→ EXTRACT PROVIDED

--- START ---

Reflections from a Visiting Scholar: The “Minor English Poets Collection”: National Memory and Ecocritical Poetry

By Jerome Wynter, PhD, Adjunct Assistant Professor, BMCC, City University of New York

Jerome Wynter, PhD, Adjunct Assistant Professor, BMCC, City University of New York

Jerome Wynter, PhD, Adjunct Assistant Professor, BMCC, City University of New York

The Armstrong Browning Library (ABL) at Baylor University boasts an archive of nineteenth-century poetry entitled “The Minor English Poets’ Collection.” Purchased in 1986 from Pickering and Chatto, it contains 249 works of verse and dramatic verse published in the Age of Queen Victoria (1837-1901). My examination of this little-explored collection reveals that the title appears to be a misnomer. The collection features the poetry of authors whose writings appeared in print only occasionally, such as the members of the Glasgow Ballad Club, John Stuart Blackie (1809-1895), John Christopher Fitzachary, James Rennell Rodd (1858-1941) and Charles Whitworth Wynne (1869-1917). But it also includes the works of poets who were well established in their day and who have received serious critical attention in ours, including George Meredith (1828-1909) and William Ernest Henley (1849-1903). Many of the poets also identify themselves as Scots and Irish in their prefaces, and several of the poems are composed in a regional dialect of Celtic or Gaelic origin.

This anomaly notwithstanding, the collection is a rich resource. My purpose in exploring the work of these mid- to late-Victorian “minor” poets was to discover their contribution to the aesthetic, political and social poetic practices to the literature and culture of the period. Kirstie Blair reminds us that with the recovery of so many minor poets “much remains to be said about them and their importance in the literary cultures of their time, not to mention the political, social and religious contexts” (2013: 3). Blair is referring to laboring- and working-class poets, but her remark points to the need for a greater renewal of interest in the study of the work of Victorian minor poets of all social classes.

--- END ---

→ Records drawn from a collection

--- START ---

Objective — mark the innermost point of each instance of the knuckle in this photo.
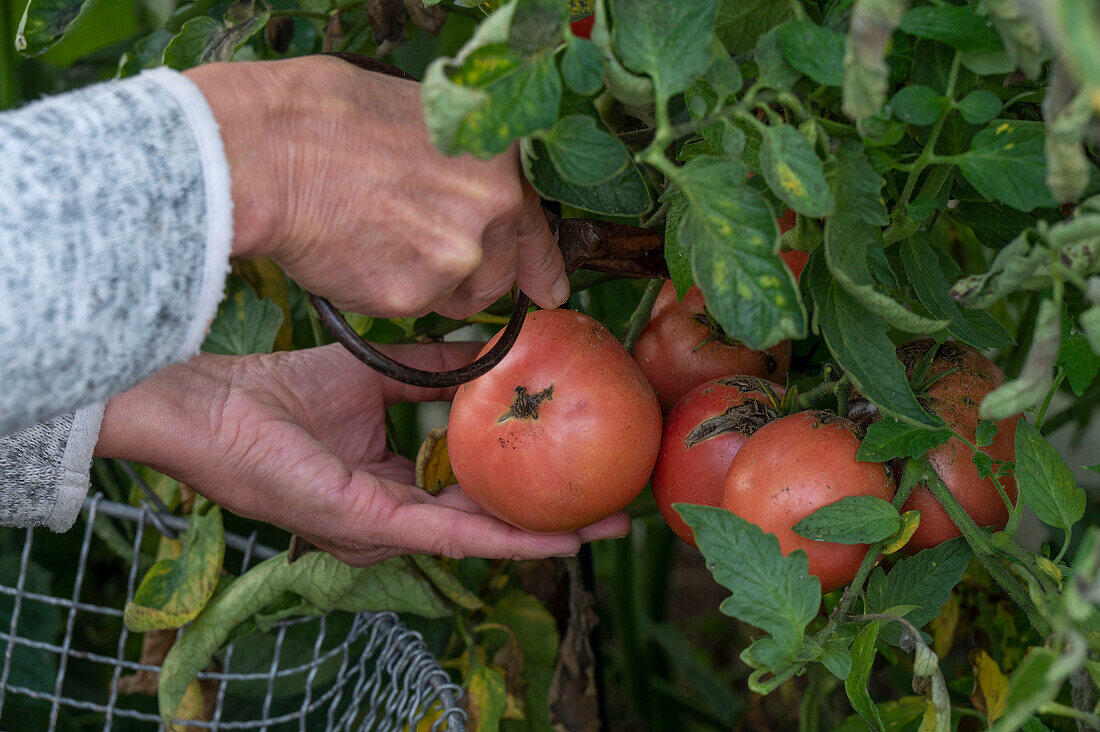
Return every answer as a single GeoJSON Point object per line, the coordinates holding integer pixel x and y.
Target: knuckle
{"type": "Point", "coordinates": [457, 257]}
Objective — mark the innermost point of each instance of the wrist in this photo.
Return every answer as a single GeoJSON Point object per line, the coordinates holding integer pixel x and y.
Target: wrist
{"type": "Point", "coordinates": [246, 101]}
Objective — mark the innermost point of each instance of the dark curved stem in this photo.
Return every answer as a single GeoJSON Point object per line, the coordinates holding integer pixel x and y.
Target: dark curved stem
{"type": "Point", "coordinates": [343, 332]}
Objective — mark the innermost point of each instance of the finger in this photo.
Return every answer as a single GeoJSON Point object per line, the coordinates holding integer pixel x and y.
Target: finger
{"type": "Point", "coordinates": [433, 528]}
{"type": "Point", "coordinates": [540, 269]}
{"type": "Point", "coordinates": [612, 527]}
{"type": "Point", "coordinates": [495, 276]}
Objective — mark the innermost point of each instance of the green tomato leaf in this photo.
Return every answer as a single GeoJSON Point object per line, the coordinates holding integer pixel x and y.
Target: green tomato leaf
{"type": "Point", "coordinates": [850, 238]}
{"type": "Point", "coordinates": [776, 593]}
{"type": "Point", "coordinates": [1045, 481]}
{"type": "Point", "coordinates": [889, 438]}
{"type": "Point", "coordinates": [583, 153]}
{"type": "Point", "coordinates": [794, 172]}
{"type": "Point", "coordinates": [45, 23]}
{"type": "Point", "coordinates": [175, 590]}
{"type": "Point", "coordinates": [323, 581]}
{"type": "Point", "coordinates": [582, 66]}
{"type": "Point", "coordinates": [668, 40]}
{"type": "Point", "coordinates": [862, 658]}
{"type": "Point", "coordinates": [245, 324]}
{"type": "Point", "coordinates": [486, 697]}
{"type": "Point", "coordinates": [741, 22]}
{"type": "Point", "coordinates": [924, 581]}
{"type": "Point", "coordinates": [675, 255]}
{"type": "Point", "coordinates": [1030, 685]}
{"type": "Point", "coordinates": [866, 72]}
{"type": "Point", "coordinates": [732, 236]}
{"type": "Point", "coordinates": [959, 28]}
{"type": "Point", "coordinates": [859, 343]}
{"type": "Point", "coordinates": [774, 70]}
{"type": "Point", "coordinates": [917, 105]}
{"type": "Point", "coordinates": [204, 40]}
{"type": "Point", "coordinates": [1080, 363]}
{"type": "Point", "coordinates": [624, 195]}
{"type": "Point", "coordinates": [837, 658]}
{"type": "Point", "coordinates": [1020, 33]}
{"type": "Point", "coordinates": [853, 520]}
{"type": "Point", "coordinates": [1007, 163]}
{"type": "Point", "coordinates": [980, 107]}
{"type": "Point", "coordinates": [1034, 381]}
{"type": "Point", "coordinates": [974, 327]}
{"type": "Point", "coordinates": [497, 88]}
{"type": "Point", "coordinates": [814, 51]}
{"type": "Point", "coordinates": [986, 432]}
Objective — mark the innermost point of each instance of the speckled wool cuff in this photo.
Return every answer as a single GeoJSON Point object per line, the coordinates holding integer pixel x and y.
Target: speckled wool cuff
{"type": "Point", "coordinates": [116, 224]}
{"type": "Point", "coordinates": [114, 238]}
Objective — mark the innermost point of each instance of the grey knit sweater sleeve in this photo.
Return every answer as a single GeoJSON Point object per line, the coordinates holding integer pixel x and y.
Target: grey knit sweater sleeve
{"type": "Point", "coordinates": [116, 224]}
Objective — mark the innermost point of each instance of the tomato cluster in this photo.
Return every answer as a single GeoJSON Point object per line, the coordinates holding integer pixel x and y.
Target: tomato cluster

--- END ---

→ WHAT IS ASKED
1 > From the essay on the Minor English Poets Collection, repeat the passage starting at "This anomaly notwithstanding, the" and ending at "all social classes.".
2 > Condense the paragraph beginning "This anomaly notwithstanding" in the essay on the Minor English Poets Collection, keeping its main facts.
None of the items are needed.

→ THE SOLUTIONS
1 >
This anomaly notwithstanding, the collection is a rich resource. My purpose in exploring the work of these mid- to late-Victorian “minor” poets was to discover their contribution to the aesthetic, political and social poetic practices to the literature and culture of the period. Kirstie Blair reminds us that with the recovery of so many minor poets “much remains to be said about them and their importance in the literary cultures of their time, not to mention the political, social and religious contexts” (2013: 3). Blair is referring to laboring- and working-class poets, but her remark points to the need for a greater renewal of interest in the study of the work of Victorian minor poets of all social classes.

2 > Despite its misleading title, the collection is a rich resource. The aim of studying these mid- to late-Victorian "minor" poets was to find their contribution to the aesthetic, political and social poetic practices of the period's literature and culture. Kirstie Blair (2013: 3) notes that much remains to be said about recovered minor poets and their importance in their literary, political, social and religious contexts. Her remark concerns laboring- and working-class poets, but it points to a need for renewed study of Victorian minor poets of all social classes.